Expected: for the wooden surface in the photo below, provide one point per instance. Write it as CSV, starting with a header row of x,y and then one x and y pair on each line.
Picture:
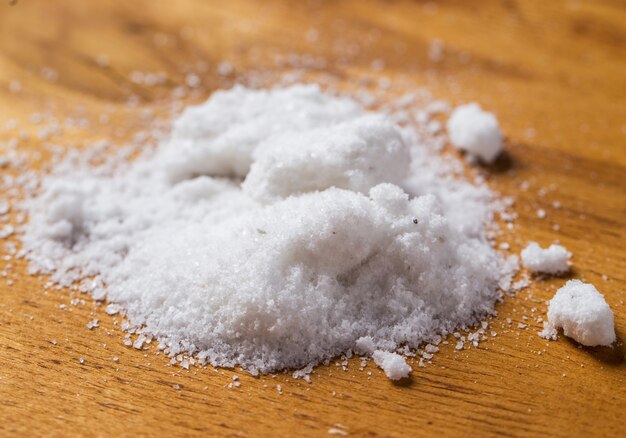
x,y
554,73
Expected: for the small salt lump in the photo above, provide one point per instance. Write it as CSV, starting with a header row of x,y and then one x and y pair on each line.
x,y
393,364
475,131
355,155
552,260
583,314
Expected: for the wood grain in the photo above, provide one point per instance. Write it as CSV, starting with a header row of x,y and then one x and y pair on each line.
x,y
554,73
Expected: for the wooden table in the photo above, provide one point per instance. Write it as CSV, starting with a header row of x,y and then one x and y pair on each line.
x,y
554,73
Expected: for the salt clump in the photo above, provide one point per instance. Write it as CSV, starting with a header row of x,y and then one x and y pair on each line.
x,y
475,131
364,239
354,155
552,260
394,365
583,314
219,137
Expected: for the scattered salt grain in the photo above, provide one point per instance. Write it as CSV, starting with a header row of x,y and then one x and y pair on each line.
x,y
6,231
112,309
552,260
475,131
583,314
393,364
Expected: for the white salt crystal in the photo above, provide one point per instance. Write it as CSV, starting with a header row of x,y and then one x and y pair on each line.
x,y
195,260
475,131
112,309
583,314
355,155
4,207
552,260
6,231
394,365
431,348
365,345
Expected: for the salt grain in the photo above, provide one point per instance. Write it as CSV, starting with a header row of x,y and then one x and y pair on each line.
x,y
583,314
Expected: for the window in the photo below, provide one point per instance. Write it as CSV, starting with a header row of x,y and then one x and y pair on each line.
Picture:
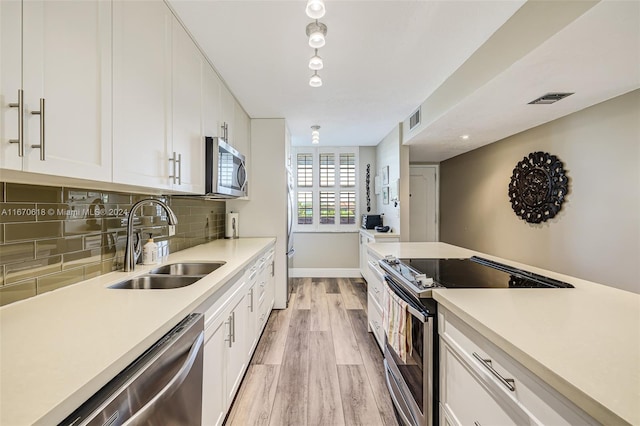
x,y
326,189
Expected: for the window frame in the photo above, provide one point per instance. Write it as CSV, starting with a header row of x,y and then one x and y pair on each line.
x,y
315,189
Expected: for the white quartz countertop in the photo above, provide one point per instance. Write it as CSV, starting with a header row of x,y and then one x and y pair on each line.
x,y
59,348
378,235
584,342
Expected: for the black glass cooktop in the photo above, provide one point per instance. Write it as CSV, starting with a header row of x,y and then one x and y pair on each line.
x,y
477,272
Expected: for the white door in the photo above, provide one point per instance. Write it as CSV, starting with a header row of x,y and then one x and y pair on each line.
x,y
142,93
423,203
67,62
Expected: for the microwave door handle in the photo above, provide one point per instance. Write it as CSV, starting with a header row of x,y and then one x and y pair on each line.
x,y
242,172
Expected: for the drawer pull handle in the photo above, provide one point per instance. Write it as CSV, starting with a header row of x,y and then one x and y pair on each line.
x,y
509,383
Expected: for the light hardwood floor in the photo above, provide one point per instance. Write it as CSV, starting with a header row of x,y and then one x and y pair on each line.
x,y
316,364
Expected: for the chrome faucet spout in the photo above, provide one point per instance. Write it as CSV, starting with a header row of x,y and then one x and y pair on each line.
x,y
132,250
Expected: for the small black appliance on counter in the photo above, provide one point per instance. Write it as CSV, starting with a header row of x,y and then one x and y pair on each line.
x,y
370,221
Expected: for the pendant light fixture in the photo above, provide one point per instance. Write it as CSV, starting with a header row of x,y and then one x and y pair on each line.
x,y
315,9
315,63
316,31
315,134
315,80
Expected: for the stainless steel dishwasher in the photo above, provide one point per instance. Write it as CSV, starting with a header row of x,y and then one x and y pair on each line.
x,y
162,387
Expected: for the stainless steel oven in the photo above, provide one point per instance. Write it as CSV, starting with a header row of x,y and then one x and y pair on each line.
x,y
413,382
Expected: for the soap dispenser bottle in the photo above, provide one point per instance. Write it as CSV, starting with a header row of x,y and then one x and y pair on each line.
x,y
150,252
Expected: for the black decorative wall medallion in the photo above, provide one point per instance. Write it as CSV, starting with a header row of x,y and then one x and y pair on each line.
x,y
538,187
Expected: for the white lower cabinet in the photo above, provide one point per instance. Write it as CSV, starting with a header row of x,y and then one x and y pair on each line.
x,y
234,322
482,385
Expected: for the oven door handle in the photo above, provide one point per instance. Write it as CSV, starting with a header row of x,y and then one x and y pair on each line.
x,y
413,308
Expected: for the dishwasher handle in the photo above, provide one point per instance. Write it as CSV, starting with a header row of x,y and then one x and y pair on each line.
x,y
143,414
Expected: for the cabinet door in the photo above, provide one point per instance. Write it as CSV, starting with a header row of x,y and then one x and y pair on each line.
x,y
213,394
67,62
142,93
10,81
252,319
236,354
363,257
227,112
188,140
241,130
211,102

** WHAT IS EXPECTED **
Single out each line of the records above with the string "below" in it, and copy it.

** COMPLETED TASK **
Expected: for the wooden surface in the photo below, provide one point per instance. Write it as CSV, starting with a header row of x,y and then one x and y pair on each line.
Expected: for the window in the photo below, provide one point per instance. Write it as CSV, starting with a header row of x,y and then one x and y pair on each line.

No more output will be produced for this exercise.